▶ **Ćwiczenie A**:
Zwróć wszystkie wiersze rekordów, w których występuje słowo „pavement”.

################

Rozmowa z bossem śmieciowego podziemia. „To, co było zakopywane, to w nocy pewnie świeciło”

Rozmowa z bossem śmieciowego podziemia
Szacuje się, że w Polsce mamy ponad 400 wysypisk niebezpiecznych odpadów, które są tykającymi bombami ekologicznymi. Reporter Uwagi! rozmawiał z człowiekiem, który przez lata zarządzał jednym ze śmieciowych imperiów.

Ile jest faktycznie niebezpiecznych składowisk odpadów?

22 lipca doszło do pożaru nielegalnego magazynu groźnych chemikaliów w Przylepie pod Zieloną Górą. Takich składowisk w całej Polsce są setki, co wynika z filmu Wojciecha Bojanowskiego i jego zespołu zajmującego się tym problemem.

- „Tykająca bomba ekologiczna” – mi się zawsze wydawało, że to jest określenie trochę na wyrost, że to jest takie określenie metaforyczne. Bomba. Ale bomba ekologiczna wybuchła w Przylepie pod Zieloną Górą. Jedna spośród 400, które mamy w Polsce – mówi Bojanowski.

W sumie, jeśli do nielegalnych składowisk odpadów chemicznych doliczyć także śmietniska z odpadami komunalnymi, to możemy mówić o ponad 2 tysiącach ekobomb.

W Uwadze! i Superwizjerze wielokrotnie pokazywaliśmy takie miejsca. Jedno z nich zlokalizowane jest w Kłopotowie, gdzie ściągnięto 30 tysięcy ton śmieci z Polski i Niemiec. Płonęły już sześciokrotnie narażając mieszkańców na niebezpieczeństwo.

„Niemieckie śmieci? To jest wszystko legalne”

Udało nam się porozmawiać z odpowiadającym za prowadzenie firmy w Kłopotowie mężczyzną. Zdecydowaliśmy się na publikację wykonanego ukrytą kamerą nagrania ze względu na trwającą dyskusję i ważny interes publiczny. Biznesmen nie czuje się winny i pomimo ciążącego na nim prawomocnego wyroku skazującego go za popełnienie przestępstwa, uważa, że przywóz odpadów z zagranicy był legalnym interesem.

################

▶ **Ćwiczenie B**:
Odpowiedz krótko na pytania do artykułu o wysypiskach:
(i) Ile wysypisk niebezpiecznych odpadów jest w Polsce według szacunków?
(ii) Którego dnia wybuchł pożar w Przylepie?
(iii) Ile razy płonęły śmieci w Kłopotowie?

(Wiersze zbioru danych do wskazywania obiektów)
################

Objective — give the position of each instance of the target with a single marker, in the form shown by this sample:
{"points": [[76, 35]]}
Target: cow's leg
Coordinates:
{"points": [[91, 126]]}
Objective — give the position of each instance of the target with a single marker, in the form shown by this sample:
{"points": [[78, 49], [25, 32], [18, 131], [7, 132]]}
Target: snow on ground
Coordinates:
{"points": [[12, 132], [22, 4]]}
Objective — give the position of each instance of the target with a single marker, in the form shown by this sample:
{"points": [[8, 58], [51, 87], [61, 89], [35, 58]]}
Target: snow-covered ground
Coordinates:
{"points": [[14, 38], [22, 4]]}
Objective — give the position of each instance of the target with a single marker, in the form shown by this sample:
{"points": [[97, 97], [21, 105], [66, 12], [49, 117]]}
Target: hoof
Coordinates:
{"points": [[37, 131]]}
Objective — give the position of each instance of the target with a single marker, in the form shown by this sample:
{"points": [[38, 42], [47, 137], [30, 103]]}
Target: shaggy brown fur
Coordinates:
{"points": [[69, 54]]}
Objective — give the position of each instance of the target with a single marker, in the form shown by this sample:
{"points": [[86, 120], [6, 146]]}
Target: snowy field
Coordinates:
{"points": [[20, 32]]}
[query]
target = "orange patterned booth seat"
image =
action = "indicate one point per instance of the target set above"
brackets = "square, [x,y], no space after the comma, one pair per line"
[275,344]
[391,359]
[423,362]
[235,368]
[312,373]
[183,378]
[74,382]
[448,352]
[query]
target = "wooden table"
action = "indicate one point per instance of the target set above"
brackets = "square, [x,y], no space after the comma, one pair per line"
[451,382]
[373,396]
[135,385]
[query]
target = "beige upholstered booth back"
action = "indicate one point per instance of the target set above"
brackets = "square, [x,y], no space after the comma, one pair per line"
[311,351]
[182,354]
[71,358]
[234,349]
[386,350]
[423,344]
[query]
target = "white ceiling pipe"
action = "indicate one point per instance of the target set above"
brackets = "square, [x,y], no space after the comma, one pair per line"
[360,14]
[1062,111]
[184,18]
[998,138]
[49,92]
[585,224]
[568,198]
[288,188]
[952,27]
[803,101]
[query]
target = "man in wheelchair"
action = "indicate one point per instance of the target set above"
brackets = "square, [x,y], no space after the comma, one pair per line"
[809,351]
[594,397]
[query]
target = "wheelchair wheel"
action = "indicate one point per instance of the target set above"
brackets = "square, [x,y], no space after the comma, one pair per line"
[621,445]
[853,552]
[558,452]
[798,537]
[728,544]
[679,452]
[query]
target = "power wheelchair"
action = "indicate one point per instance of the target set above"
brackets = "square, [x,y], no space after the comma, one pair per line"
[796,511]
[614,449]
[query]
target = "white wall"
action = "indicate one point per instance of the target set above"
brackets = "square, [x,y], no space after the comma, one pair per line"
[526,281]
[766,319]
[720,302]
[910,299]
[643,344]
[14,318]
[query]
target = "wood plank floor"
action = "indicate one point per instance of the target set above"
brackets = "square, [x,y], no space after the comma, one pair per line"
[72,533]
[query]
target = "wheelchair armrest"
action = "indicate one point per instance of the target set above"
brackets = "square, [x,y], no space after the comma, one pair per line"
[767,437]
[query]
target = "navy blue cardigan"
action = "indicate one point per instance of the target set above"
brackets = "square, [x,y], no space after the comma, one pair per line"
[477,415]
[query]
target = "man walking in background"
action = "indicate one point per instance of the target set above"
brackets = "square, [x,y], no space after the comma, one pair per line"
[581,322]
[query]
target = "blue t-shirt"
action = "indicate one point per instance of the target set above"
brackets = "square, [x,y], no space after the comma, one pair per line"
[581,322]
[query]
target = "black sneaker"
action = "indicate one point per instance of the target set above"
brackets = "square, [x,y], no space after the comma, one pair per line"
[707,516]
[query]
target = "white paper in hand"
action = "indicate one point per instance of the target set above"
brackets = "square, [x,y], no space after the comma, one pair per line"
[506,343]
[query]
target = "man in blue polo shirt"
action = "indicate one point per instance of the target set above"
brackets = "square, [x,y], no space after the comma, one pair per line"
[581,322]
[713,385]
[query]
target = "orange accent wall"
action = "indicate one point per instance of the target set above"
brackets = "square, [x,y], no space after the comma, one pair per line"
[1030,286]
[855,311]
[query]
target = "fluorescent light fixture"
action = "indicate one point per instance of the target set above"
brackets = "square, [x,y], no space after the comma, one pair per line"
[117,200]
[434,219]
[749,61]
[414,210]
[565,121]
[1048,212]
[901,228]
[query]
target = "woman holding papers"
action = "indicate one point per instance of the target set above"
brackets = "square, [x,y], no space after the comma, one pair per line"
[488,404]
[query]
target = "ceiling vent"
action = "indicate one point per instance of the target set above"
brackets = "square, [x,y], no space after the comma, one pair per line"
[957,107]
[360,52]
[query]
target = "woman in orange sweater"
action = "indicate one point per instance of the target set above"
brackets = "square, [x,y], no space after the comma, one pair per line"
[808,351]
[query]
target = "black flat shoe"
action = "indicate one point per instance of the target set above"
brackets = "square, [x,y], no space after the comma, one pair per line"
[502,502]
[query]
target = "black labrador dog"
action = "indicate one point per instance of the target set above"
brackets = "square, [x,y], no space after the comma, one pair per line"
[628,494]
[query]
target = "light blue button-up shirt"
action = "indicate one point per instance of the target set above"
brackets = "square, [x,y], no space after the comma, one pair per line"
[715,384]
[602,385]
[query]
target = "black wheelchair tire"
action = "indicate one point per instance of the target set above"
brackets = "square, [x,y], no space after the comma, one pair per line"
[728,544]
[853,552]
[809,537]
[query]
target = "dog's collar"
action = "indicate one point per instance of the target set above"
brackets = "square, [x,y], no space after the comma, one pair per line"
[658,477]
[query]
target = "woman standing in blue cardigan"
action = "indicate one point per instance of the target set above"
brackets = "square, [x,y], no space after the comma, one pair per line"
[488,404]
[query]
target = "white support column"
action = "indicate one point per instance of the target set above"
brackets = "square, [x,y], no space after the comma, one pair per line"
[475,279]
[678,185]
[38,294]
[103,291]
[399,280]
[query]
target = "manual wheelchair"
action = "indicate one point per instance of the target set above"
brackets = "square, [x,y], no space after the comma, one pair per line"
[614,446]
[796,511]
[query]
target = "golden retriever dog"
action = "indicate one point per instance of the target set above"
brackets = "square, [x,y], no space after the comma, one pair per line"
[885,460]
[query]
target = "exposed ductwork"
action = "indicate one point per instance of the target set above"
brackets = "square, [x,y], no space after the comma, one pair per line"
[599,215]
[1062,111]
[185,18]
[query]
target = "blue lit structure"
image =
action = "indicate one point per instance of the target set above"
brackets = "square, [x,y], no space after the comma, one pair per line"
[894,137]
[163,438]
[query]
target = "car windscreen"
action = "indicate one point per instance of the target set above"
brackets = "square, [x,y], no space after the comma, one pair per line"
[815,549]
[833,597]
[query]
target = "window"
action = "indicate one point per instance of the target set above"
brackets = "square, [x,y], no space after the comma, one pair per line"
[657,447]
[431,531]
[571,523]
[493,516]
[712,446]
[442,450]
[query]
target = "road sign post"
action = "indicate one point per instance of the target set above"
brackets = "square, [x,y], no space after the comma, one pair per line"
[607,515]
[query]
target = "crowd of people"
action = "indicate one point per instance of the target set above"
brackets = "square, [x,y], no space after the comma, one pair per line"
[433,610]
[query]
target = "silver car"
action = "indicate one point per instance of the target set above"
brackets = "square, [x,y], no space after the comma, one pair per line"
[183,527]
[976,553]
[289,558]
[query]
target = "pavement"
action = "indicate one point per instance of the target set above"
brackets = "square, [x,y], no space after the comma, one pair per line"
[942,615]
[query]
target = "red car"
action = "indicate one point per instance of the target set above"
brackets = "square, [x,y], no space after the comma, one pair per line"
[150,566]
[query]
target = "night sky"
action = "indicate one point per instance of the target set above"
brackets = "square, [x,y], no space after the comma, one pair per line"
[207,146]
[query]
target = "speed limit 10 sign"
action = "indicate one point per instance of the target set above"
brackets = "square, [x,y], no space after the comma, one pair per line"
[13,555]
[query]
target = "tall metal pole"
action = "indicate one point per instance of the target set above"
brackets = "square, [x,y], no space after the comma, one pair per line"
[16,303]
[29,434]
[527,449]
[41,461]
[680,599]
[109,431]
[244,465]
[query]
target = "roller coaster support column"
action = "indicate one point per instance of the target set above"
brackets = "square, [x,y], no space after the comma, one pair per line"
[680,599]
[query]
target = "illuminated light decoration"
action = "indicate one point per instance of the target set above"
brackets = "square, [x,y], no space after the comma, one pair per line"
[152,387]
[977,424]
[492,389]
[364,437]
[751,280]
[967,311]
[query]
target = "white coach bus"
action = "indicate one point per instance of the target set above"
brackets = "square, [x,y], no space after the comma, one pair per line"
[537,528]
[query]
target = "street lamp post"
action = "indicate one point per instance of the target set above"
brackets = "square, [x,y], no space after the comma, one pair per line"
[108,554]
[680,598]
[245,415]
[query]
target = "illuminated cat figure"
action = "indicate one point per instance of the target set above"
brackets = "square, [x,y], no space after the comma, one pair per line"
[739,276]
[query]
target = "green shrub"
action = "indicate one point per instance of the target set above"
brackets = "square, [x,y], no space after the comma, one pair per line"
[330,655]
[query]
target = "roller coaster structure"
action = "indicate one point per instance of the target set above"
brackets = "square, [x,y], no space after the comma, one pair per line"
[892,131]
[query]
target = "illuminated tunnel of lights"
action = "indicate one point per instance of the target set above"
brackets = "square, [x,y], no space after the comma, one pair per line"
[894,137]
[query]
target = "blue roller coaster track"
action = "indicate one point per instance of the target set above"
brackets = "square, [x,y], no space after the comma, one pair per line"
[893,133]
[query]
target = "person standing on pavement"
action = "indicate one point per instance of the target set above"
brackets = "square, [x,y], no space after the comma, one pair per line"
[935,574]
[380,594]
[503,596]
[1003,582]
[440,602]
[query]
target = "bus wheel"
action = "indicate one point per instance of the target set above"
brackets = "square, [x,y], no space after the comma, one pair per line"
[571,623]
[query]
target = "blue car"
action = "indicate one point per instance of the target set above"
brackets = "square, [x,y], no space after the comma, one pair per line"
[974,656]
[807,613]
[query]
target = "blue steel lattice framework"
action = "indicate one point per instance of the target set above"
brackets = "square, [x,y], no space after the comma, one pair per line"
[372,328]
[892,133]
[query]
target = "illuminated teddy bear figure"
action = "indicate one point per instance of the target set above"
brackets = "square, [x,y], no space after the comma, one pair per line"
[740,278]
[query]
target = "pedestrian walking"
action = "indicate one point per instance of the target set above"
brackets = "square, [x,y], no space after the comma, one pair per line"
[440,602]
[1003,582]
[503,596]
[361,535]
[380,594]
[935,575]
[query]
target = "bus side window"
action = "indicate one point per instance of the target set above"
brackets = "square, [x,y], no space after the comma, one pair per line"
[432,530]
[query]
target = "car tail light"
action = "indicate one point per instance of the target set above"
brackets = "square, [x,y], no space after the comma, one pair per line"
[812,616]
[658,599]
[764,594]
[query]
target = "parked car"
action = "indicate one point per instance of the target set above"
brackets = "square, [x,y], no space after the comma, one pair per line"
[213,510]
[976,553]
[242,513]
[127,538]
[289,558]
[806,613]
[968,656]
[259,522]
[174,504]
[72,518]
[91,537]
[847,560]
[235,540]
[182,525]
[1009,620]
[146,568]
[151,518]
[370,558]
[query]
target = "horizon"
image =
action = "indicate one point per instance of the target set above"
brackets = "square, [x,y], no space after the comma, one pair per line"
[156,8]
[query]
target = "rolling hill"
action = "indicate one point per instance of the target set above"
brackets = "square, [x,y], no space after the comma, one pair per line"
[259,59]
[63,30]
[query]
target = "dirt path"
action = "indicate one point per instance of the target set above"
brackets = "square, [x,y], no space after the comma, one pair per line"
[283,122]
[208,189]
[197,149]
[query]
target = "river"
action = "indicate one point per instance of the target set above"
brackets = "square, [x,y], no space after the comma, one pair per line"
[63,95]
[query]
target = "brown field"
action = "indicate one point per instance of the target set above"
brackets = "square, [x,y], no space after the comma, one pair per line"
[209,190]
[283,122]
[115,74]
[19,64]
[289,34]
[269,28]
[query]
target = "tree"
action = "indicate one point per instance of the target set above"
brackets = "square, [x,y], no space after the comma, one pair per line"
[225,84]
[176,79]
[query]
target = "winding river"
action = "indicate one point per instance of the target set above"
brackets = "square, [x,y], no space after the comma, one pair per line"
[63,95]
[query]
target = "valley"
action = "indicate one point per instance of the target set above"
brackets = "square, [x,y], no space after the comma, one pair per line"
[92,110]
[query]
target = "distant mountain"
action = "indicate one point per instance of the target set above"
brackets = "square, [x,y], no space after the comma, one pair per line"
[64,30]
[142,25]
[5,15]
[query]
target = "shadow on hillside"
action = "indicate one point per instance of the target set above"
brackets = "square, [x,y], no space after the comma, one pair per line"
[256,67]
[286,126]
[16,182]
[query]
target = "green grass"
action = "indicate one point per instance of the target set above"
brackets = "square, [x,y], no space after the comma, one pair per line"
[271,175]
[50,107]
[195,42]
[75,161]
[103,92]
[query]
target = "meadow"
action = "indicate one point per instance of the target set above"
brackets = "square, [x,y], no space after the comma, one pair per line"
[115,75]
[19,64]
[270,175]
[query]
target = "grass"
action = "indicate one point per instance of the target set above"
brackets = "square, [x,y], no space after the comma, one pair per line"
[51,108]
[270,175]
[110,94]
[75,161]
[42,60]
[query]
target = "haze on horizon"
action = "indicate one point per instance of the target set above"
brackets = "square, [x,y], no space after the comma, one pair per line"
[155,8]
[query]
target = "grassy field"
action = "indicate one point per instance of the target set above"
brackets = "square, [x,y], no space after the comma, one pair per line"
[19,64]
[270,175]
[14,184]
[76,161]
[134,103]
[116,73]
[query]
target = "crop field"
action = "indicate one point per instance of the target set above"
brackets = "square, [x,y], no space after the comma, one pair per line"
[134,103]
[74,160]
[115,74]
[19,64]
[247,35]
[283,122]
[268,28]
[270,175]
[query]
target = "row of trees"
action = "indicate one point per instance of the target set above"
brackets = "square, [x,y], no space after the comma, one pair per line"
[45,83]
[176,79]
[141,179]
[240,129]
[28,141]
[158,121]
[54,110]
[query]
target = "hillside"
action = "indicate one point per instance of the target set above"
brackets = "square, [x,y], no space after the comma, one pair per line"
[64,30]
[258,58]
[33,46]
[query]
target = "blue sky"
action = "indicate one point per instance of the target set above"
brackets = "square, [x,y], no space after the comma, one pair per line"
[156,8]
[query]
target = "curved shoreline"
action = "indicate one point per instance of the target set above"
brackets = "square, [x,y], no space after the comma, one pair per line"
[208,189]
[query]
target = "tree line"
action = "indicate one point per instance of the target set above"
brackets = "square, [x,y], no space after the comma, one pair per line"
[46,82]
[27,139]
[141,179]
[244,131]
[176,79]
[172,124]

################

▶ **Odpowiedź A**:
target = "pavement"
target = "person standing on pavement"

▶ **Odpowiedź B**:
(i) Ponad 400.
(ii) 22 lipca.
(iii) Sześć razy.